Task inputs
--- BEGIN ---

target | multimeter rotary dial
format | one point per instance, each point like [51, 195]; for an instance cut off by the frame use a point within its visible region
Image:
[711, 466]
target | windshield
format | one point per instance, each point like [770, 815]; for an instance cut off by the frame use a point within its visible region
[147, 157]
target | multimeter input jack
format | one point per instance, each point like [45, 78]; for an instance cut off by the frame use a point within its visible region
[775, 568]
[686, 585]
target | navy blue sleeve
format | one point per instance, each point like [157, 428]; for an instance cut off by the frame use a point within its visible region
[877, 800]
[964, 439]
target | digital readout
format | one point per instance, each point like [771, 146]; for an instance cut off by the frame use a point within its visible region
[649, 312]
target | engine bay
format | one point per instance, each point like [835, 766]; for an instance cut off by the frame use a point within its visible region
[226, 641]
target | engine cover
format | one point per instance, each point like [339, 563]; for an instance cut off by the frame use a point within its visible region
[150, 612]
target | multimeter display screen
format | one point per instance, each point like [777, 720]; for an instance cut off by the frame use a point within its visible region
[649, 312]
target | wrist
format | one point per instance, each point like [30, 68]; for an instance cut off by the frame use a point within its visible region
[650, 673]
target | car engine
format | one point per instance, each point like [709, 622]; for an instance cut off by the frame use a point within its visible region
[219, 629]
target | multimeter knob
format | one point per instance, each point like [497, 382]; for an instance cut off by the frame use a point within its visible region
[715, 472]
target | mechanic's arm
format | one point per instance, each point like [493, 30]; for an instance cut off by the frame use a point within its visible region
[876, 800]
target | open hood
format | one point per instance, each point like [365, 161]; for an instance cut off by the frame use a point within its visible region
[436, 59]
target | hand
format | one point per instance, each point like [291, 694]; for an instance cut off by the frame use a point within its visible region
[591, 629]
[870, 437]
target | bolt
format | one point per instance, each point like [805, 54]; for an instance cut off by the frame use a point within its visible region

--- END ---

Problem to solve
Turn all of the data above into a numbered list with one line per entry, leaving out any blank lines.

Exercise result
1. target | multimeter rotary dial
2. format | one point per instance, each point like [51, 195]; for an instance cut off by the frame use a point within its visible region
3. Image:
4. [711, 466]
5. target | windshield
6. format | one point per instance, each point like [770, 815]; for an instance cut off by the frame use a point within its visible region
7. [147, 157]
8. target | multimeter input jack
9. format | one point per instance, each point like [45, 78]; for an instance cut off by the frame use a point within its visible region
10. [775, 568]
11. [686, 585]
12. target | navy blue sleeve
13. format | one point per instance, each point like [157, 428]; for an instance cut off by the frame use a point within its visible region
14. [877, 800]
15. [964, 439]
16. target | digital readout
17. format | one point per instance, each point like [771, 146]; for an instance cut off by the frame use a point within its visible region
18. [649, 312]
19. target | engine bay
20. format | one point per instance, each point like [835, 766]; for an instance cut off by the frame use a point within its visible region
21. [226, 641]
22. target | engine cover
23. format | one point per instance, each point like [339, 563]; for an instance cut off by the frame use a point within its visible region
24. [150, 612]
25. target | multimeter display screen
26. format | one point per instance, each point like [777, 720]; for an instance cut off by the frame use a point within its visible region
27. [649, 312]
28. target | wrist
29. format | one point per instance, each point like [30, 68]; for an instance cut off by the frame use a point within its visible region
30. [650, 673]
31. target | car engine
32. format | one point per instance, each point like [709, 622]; for an instance cut off by the frame use a point within its visible region
33. [219, 629]
34. target | multimeter knob
35. format | one point per instance, each point like [497, 382]; for an instance cut off by the frame use a point within its visible region
36. [715, 472]
37. target | mechanic's arm
38. format | one point per instance, each point like [493, 30]; for an instance cut off by the frame use a point within its visible region
39. [876, 800]
40. target | open hood
41. format | one point per instance, each point like [365, 161]; for an instance cut off by the frame use a point within its visible region
42. [436, 59]
43. target | hand
44. format | one point per instance, each point like [291, 694]; for an instance cut off by the frame use a point within its visible region
45. [591, 629]
46. [870, 437]
47. target | bolt
48. format | one point per instance, each point like [805, 54]; for an instance cut off by the frame use a point within its visible region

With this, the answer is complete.